**Stated task:** Reproduce the entries below in full, word for word.

**Supplied entries:**
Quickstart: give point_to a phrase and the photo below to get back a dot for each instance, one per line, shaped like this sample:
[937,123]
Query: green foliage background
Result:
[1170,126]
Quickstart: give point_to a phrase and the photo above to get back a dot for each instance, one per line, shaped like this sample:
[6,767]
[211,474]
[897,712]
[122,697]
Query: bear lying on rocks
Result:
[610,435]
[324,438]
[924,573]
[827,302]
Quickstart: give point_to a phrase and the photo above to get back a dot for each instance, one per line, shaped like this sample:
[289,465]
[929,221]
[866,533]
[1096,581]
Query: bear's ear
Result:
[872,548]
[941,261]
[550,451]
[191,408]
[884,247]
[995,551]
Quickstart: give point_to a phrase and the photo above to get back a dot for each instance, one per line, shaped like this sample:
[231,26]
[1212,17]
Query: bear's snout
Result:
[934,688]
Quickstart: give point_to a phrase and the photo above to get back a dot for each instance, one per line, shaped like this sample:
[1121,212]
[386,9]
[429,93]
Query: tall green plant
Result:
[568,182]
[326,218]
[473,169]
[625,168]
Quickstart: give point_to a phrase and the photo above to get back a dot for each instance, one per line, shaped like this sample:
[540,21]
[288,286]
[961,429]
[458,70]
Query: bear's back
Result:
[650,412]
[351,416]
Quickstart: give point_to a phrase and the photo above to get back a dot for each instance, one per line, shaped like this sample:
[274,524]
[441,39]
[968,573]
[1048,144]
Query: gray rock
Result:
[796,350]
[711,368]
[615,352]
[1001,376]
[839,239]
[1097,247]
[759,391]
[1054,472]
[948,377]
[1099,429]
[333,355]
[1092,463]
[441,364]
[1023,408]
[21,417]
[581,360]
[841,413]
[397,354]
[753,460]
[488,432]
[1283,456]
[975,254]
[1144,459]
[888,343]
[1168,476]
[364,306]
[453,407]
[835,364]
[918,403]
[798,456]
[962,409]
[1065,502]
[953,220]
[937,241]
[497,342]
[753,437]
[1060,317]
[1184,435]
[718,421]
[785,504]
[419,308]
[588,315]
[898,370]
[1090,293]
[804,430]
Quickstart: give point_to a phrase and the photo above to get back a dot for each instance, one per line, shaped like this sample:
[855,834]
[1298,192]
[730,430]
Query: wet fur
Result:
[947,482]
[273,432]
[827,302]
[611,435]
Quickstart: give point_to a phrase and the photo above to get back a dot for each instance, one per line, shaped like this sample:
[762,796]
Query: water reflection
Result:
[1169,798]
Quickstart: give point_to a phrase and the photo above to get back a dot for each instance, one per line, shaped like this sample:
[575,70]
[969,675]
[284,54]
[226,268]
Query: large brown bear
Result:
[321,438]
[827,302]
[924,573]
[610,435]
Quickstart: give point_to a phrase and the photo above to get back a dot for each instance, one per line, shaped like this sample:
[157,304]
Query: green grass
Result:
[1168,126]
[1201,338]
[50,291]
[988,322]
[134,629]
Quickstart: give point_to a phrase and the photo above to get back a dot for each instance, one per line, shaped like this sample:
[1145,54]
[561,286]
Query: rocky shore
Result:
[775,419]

**Solution to the problem:**
Quickstart: give point_to a phrase and the photo below to get back a dot for each instance, one per line, shaped like this sample:
[937,123]
Query: green foliage background
Result:
[1170,126]
Quickstart: give point_to a phrase and the photo above to get back a dot for each instance, one per line, shaped like this sample:
[6,767]
[211,474]
[897,712]
[122,697]
Query: bear lying on rocks
Result:
[610,435]
[324,438]
[924,573]
[827,302]
Quickstart: give point_to a phrase and the photo above to get back a dot for each instance, one per line, shaped like this sample:
[289,465]
[929,221]
[866,533]
[1096,581]
Query: bear's ear
Result:
[872,548]
[941,261]
[550,451]
[191,408]
[884,247]
[995,551]
Quickstart: give point_to a phrase and the photo above to get back a dot for each instance, one per line, shaped like this sample:
[231,26]
[1212,17]
Query: bear's snout
Result:
[934,688]
Quickstart: give point_to a phrase and the photo above to get back a dot for each instance, one per line, shaped like this sample:
[1121,212]
[386,9]
[429,93]
Query: tall green plant
Result:
[568,182]
[326,218]
[473,169]
[625,168]
Quickstart: give point_to a phrase and the photo above to get back a dot for each instance, one per line, shaped like this sample:
[540,21]
[288,286]
[961,429]
[458,70]
Query: bear's back
Result:
[650,412]
[351,416]
Quickstart: give point_to a phrase and the photo above to get back a dot for each instance, one per line, shaped like this sample:
[274,524]
[441,39]
[968,573]
[1048,144]
Query: gray rock
Result:
[796,350]
[711,368]
[615,352]
[1001,376]
[839,239]
[1097,247]
[759,391]
[1054,472]
[948,377]
[1099,429]
[333,355]
[1092,463]
[441,364]
[1023,408]
[21,417]
[581,360]
[841,413]
[397,354]
[753,460]
[488,432]
[1283,456]
[975,254]
[1144,459]
[888,343]
[1168,476]
[364,306]
[453,407]
[835,364]
[918,403]
[798,456]
[962,409]
[1065,502]
[953,220]
[937,241]
[497,342]
[753,437]
[1060,317]
[1184,435]
[718,421]
[785,504]
[419,308]
[588,315]
[898,370]
[1090,293]
[804,430]
Quickstart: give point_to a phrase and the photo above to get back a dot for each instance, one per line, shaped like this sample:
[855,834]
[1298,192]
[730,430]
Query: wet fur
Result:
[947,482]
[273,432]
[827,302]
[611,435]
Quickstart: give point_to a phrase and the photo above to get back a dot for each instance, one per line, shaped like this sample:
[762,796]
Query: water reflection
Result:
[1169,798]
Quickstart: give point_to a phrase and the photo above to get back a dot for each instance, one per line, shaped like this sample:
[575,70]
[969,675]
[284,54]
[226,268]
Query: large brown bear
Result:
[321,438]
[827,302]
[924,573]
[610,435]
Quickstart: give point_to a phrase and the photo above to get back a dot for each instance, one per line, shaped like this sample:
[157,304]
Query: green grass
Result:
[1168,126]
[1201,338]
[50,291]
[988,322]
[134,629]
Quickstart: give point_to a phrase and the photo above to get back a dot for each instance, one per line, shaped like this sample:
[1145,54]
[561,286]
Query: rocky shore
Result:
[775,419]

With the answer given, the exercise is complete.